[Data for this task]

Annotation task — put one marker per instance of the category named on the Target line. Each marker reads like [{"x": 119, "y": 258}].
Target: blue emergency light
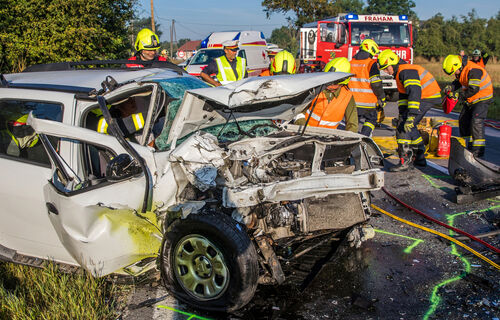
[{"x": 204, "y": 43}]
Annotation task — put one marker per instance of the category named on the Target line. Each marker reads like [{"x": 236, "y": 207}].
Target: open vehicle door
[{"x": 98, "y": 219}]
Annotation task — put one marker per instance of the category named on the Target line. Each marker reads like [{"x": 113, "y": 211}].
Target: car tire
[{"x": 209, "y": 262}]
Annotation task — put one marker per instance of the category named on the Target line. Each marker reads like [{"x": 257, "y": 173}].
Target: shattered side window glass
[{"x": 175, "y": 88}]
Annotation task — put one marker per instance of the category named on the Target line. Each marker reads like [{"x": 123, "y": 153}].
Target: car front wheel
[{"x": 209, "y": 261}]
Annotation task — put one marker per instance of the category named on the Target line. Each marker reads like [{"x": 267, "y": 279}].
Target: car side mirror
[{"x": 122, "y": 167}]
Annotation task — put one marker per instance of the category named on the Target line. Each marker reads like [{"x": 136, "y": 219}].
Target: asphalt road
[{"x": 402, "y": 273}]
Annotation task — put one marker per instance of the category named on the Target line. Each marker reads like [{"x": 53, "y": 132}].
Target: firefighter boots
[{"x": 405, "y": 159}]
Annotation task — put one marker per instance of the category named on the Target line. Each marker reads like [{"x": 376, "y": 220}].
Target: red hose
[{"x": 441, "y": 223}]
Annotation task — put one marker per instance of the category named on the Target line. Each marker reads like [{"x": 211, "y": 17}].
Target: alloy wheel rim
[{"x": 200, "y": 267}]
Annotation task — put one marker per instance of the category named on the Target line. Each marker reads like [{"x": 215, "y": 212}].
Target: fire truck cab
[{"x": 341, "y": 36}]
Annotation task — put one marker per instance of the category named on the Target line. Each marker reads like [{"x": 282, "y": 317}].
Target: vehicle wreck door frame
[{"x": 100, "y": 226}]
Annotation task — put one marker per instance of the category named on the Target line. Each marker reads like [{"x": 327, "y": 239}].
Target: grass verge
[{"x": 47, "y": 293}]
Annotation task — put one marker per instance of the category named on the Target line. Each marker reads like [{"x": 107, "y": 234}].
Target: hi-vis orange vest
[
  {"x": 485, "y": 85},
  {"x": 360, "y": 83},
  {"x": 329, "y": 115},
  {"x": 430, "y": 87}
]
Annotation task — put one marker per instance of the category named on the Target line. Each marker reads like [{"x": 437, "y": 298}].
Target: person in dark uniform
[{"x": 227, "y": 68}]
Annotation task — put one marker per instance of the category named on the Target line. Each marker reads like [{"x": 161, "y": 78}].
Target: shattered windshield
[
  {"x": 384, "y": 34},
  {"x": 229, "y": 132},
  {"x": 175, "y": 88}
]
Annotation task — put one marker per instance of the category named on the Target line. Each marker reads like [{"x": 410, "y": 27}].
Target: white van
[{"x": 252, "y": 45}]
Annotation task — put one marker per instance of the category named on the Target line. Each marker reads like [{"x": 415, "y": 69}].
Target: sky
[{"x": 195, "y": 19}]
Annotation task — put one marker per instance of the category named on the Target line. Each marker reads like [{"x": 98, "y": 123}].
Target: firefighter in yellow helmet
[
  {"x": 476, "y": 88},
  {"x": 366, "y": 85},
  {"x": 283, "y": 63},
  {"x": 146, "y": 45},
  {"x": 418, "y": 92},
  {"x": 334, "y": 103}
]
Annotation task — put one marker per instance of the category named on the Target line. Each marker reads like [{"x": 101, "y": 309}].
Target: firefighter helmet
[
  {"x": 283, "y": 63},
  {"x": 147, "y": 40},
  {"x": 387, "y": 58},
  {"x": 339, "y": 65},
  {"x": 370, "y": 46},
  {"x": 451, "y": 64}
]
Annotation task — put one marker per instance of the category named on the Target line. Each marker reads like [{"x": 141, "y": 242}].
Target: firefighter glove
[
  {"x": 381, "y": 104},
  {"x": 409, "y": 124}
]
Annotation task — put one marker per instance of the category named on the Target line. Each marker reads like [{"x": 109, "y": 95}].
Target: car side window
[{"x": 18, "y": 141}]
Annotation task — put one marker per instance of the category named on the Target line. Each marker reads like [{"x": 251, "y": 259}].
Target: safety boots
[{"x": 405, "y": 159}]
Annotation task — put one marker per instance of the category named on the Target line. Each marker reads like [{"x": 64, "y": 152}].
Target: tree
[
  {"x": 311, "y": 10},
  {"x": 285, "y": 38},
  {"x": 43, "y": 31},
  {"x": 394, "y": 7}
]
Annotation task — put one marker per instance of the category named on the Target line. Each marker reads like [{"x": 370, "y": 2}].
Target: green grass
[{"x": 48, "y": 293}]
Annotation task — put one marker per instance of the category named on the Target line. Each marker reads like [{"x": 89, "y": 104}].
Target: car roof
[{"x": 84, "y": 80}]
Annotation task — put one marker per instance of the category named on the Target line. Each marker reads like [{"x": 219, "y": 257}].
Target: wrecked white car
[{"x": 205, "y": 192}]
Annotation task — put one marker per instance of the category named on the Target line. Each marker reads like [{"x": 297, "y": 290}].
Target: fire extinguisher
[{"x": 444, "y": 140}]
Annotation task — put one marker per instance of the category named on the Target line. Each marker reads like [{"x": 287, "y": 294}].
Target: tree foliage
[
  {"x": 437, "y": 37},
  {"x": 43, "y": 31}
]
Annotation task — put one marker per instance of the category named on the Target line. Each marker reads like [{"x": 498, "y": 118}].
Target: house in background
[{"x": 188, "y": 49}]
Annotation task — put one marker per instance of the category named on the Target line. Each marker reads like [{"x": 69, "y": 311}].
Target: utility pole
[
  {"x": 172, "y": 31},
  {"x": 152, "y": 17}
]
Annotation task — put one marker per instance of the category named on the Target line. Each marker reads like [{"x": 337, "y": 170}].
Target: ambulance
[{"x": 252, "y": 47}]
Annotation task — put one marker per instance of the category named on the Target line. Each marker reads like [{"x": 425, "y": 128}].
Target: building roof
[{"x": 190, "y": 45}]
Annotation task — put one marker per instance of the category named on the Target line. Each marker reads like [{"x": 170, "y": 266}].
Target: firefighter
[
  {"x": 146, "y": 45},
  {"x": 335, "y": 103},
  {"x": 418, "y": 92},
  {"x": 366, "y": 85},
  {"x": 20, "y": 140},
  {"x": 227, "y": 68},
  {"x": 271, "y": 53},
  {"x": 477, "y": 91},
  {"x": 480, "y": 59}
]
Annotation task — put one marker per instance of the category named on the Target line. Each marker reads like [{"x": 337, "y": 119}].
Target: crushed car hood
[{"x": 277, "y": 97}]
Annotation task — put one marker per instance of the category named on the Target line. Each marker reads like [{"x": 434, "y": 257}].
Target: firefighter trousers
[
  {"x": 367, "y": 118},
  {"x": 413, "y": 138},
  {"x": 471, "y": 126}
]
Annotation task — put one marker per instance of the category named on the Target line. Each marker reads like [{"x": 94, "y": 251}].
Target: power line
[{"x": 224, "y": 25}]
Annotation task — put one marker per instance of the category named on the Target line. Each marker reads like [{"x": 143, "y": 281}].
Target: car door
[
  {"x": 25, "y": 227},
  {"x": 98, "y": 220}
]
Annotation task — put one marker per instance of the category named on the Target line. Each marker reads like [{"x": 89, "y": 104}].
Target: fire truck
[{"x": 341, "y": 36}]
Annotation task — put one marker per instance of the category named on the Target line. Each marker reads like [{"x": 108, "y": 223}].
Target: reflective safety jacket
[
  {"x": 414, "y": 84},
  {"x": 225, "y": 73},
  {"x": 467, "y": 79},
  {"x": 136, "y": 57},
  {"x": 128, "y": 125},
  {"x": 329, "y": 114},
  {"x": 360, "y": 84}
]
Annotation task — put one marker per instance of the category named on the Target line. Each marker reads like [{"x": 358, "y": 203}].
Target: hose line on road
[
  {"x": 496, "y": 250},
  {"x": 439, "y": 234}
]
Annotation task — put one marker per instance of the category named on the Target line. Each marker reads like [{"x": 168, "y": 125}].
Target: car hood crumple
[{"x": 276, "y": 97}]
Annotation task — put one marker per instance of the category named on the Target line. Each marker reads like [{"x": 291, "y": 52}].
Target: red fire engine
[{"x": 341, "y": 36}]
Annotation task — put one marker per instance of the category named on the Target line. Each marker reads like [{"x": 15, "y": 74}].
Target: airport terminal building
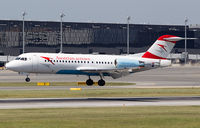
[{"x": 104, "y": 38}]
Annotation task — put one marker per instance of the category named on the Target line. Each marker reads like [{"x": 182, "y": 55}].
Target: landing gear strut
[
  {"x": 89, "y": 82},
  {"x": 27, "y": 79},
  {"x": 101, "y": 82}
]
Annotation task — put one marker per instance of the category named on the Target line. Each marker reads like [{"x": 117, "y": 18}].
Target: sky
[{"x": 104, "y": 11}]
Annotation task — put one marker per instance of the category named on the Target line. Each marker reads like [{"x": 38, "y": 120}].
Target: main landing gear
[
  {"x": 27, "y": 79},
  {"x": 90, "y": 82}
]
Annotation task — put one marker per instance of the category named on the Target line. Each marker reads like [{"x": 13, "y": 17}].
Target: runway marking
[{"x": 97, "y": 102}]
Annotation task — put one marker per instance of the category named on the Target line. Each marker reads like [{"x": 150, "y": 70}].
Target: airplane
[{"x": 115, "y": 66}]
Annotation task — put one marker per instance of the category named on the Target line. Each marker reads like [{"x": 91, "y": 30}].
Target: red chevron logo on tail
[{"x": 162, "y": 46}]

[Problem to solve] Where the line containing "Target: airplane" appears, begin a word-for-word copy and carry it through the last line of the listing, leaving out all other lines.

[Solution]
Target: airplane
[{"x": 115, "y": 66}]
Annotation task — put one marker per instance of the category named on the Target line. Each marker reads like [{"x": 91, "y": 30}].
Target: red chevron logo on tail
[{"x": 162, "y": 46}]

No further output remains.